* [Stored rows]
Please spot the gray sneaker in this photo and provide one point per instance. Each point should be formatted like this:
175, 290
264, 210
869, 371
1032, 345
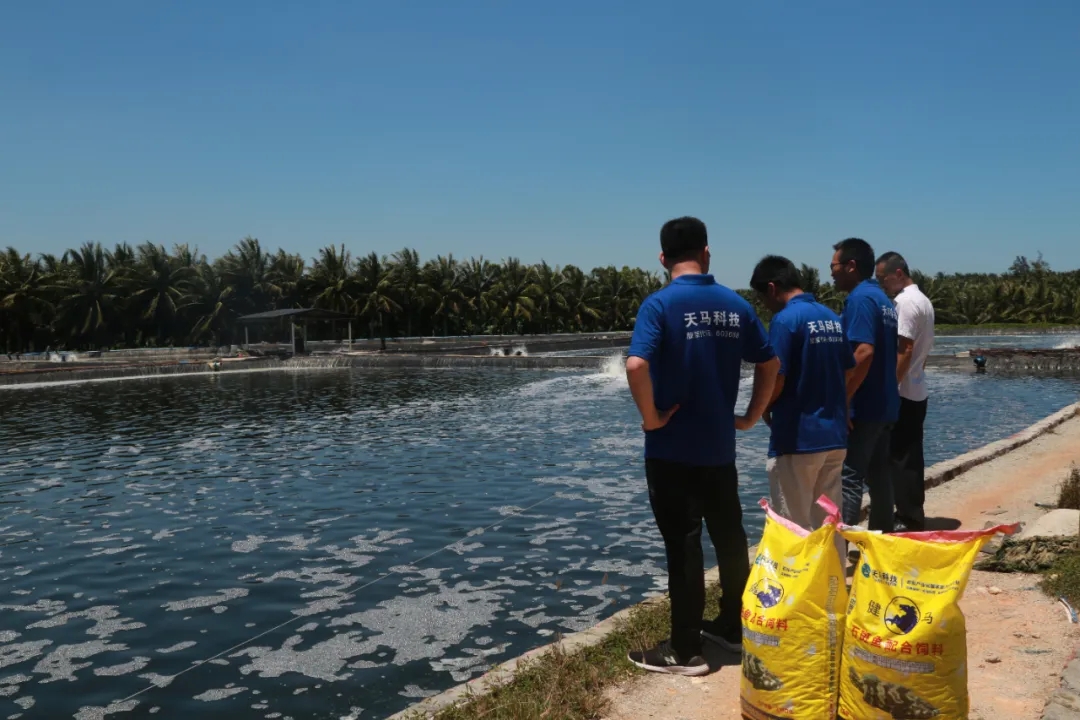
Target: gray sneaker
663, 659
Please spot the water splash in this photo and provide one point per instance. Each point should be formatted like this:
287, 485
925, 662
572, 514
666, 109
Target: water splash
513, 351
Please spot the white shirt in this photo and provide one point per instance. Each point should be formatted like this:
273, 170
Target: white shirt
915, 322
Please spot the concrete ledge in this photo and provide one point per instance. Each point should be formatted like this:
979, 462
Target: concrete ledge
946, 470
935, 475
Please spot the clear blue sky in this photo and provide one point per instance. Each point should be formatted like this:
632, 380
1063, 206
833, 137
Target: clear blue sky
569, 132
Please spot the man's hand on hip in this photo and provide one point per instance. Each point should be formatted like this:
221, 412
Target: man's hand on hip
658, 419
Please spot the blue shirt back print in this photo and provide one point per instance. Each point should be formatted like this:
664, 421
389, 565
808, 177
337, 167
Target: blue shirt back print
811, 412
696, 334
869, 316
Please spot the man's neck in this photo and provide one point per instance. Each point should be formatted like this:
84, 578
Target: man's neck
687, 268
786, 297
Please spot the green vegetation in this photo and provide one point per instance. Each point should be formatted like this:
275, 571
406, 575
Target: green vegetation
148, 296
1068, 493
1063, 579
561, 685
1063, 576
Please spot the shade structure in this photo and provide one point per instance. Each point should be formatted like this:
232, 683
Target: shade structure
296, 313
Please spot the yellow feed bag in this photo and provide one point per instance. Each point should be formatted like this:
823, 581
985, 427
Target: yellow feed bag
793, 623
905, 651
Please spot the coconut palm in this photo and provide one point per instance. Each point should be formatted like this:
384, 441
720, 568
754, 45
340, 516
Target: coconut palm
157, 286
332, 282
444, 276
88, 291
374, 299
23, 298
407, 285
513, 296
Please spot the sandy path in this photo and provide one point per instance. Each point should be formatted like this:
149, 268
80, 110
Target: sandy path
1021, 627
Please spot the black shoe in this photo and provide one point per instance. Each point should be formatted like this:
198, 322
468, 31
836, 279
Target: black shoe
663, 659
728, 637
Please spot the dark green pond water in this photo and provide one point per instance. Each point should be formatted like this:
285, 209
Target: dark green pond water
338, 543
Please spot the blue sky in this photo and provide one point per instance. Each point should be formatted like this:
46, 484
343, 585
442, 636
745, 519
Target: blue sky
569, 132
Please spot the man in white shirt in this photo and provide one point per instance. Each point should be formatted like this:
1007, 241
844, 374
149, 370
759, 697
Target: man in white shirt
916, 337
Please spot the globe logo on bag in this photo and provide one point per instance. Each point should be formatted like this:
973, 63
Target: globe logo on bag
767, 592
902, 615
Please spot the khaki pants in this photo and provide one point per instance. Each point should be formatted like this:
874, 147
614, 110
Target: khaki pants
797, 480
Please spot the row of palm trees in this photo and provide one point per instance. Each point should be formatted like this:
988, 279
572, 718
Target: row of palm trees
92, 297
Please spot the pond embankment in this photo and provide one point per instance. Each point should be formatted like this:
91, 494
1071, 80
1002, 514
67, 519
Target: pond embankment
1018, 640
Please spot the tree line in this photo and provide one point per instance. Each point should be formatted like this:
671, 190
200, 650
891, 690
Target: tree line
147, 296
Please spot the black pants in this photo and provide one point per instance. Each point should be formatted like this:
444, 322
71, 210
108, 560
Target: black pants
908, 466
682, 497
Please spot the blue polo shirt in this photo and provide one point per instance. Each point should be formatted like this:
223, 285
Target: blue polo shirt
869, 316
694, 334
811, 412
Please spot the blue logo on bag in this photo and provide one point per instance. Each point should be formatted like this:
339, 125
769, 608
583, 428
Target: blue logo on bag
767, 592
902, 615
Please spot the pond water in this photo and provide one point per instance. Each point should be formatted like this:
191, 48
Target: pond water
338, 543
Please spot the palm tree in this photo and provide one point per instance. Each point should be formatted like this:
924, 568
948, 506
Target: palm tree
579, 299
551, 302
407, 285
477, 280
374, 298
207, 304
88, 294
157, 286
514, 296
443, 275
23, 303
332, 282
246, 271
287, 281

* [Directions]
Every line from the line containing "Please spot the blue logo" to the last line of the material above must be repeated exactly, and no other line.

* [Solution to the exercise]
Please spot the blue logo on bag in this photo and provide one point per instance. Each point should be formatted like this:
339, 125
769, 608
583, 428
Target: blue logo on bag
767, 592
902, 615
Please spot the pond water in this photo and provide one point per instance. Each point should be formatted like this:
191, 48
Target: pond water
338, 543
Please spot the palm tree in this photo and provide one point per instance. Each point should be formatted like this:
924, 568
948, 506
Target: palm tree
579, 299
551, 302
407, 285
477, 280
374, 298
207, 304
88, 294
157, 286
514, 296
443, 275
23, 303
332, 282
246, 271
287, 281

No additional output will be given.